A new report shows that about one-third of the world’s dementia and Alzheimer’s cases are preventable by addressing several factors, such as hypertension, diet, hearing loss, education, and depression, early in life. The new report was presented Thursday at the Alzheimer’s Association International Conference in London and was published Wednesday in The Lancet.
Over 50 million people in the world have dementia, and experts believe the number could triple by 2050. The cost of caring for these patients could be as high as $818 billion.
A team of researchers identified nine potentially modifiable health and lifestyle factors that affect people over the course of their lifetimes, and which, if eliminated, could prevent dementia and Alzheimer’s.
Nine potentially modifiable factors could prevent dementia and Alzheimer’s
The report was conducted by the first ever Lancet Commission on Dementia Prevention and Care, which was made up by 24 experts from different countries. According to the experts, most of the preventable factors present themselves during childhood, and they continue to be present over the course of a person’s lifetime.
However, the researchers said if these factors were addressed, about 35 percent of people with dementia and Alzheimer’s disease could retain their memories and body functions that are affected by these diseases.
The experts listed nine preventable risks factors that present themselves during a person’s lifetime: years of education before age 15, hypertension, obesity and hearing loss in middle age, and physical inactivity, social isolation, depression, smoking, and diabetes in late life. In the report, each factor was carefully analyzed separately, though the researchers also looked at how they relate to one another to estimate how much modification of each could potentially affect an individual’s dementia risk.
The Commission concluded that there must be a considerable effort to prevent these factors. The experts believe that doctors, communities, and governments worldwide should implement measures like universal preschool, senior visiting clubs, cities should be rebuilt to encourage physical activity, and preventive health care should be expanded.
While the Commission admits such an effort would be next to impossible, it would be worth it, and millions of people would get benefits from these changes.

* [REQUIRED WORK] Resume the article on the Lancet report about preventing dementia, picking up after its final sentence.

* [SOURCE DATA]
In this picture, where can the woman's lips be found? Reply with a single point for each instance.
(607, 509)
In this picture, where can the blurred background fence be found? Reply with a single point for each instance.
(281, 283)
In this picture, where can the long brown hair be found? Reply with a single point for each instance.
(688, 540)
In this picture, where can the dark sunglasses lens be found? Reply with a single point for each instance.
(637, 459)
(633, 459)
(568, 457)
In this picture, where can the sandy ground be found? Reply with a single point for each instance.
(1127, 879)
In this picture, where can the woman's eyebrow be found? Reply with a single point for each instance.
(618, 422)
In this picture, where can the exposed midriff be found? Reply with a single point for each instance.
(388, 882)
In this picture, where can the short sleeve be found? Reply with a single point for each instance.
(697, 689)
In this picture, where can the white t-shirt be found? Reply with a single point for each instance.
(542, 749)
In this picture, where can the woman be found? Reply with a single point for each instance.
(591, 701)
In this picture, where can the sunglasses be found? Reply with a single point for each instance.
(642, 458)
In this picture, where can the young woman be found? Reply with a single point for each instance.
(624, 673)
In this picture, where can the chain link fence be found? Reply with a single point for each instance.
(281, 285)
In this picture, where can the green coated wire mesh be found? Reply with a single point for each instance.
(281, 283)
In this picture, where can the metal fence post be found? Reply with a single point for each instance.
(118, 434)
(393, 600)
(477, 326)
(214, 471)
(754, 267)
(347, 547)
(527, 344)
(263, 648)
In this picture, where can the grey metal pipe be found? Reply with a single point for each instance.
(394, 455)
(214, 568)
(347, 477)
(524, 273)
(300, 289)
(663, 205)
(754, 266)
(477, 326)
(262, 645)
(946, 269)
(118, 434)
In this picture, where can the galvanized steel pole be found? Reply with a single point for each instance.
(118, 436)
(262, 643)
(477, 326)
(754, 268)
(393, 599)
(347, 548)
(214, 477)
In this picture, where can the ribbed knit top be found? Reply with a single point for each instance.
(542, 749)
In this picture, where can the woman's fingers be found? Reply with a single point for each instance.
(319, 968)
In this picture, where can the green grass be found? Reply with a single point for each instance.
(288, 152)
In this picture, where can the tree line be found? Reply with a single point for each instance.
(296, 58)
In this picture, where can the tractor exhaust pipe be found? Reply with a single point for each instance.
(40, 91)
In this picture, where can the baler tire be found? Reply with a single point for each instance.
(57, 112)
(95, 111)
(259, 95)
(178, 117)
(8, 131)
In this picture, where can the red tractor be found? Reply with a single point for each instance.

* [EXERCISE OUTPUT]
Treating dementia requires a combination of drugs and lifestyle changes
Previous studies indicate that controllable lifestyle factors could be crucial to reducing the risk of cognitive decline. The researchers noted that, much like with heart disease, combating cognitive decline diseases likely requires a multipronged approach that combines drugs and lifestyle changes.
Dr. Lon Schneider, a professor of psychiatry and behavioral sciences at the Keck School of Medicine at the University of Southern California and co-author of the new report, said that conditions like dementia “are not immutable” and could be substantially modified by the environment, specifically by the nine factors cited above.
“Compare that to how we’re developing drugs to treat dementia,” said Schneider, according to The Washington Post. “Dementia is not a condition that’s ever going to be such that a single drug can be considered a cure for the illness.”
Schneider noted that lifestyle modification is practically inexpensive and that reducing the risk of these diseases by 35 percent is far larger than anything you could ever expect for drugs.
To compile the report, the experts produced a sort of roadmap to reducing the global burden of dementia, said Schneider. They found that there are several “roads” that influence these conditions. For example, out of all the midlife preventable factors, hearing loss –which is fixable- increases the risk of dementia by 9 percent.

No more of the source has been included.